Dataset items:
━━━━━━━━━━

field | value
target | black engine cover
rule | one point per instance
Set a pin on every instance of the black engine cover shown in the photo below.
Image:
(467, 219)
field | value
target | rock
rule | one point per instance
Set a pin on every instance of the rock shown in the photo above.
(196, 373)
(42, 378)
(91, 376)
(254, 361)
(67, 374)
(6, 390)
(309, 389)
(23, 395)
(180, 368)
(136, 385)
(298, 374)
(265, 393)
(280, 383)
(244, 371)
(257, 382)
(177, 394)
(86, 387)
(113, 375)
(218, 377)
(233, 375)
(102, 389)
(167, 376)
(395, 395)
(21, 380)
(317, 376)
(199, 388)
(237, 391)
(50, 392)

━━━━━━━━━━

## THE TASK
Each line of the data should be reproduced exactly as it appears.

## OUTPUT FOR THIS EXERCISE
field | value
target | black engine cover
rule | one point per instance
Set a pin on every instance of the black engine cover shown in the photo below.
Image:
(467, 219)
field | value
target | rock
rule | one point per instance
Set a pin on every instance of the rock shown in the photo above.
(196, 373)
(42, 378)
(91, 376)
(254, 361)
(67, 374)
(6, 390)
(309, 389)
(23, 395)
(180, 368)
(136, 385)
(298, 374)
(265, 393)
(280, 383)
(244, 371)
(257, 382)
(177, 394)
(86, 387)
(113, 375)
(218, 377)
(233, 375)
(102, 389)
(167, 376)
(395, 395)
(21, 380)
(317, 376)
(199, 388)
(237, 391)
(50, 392)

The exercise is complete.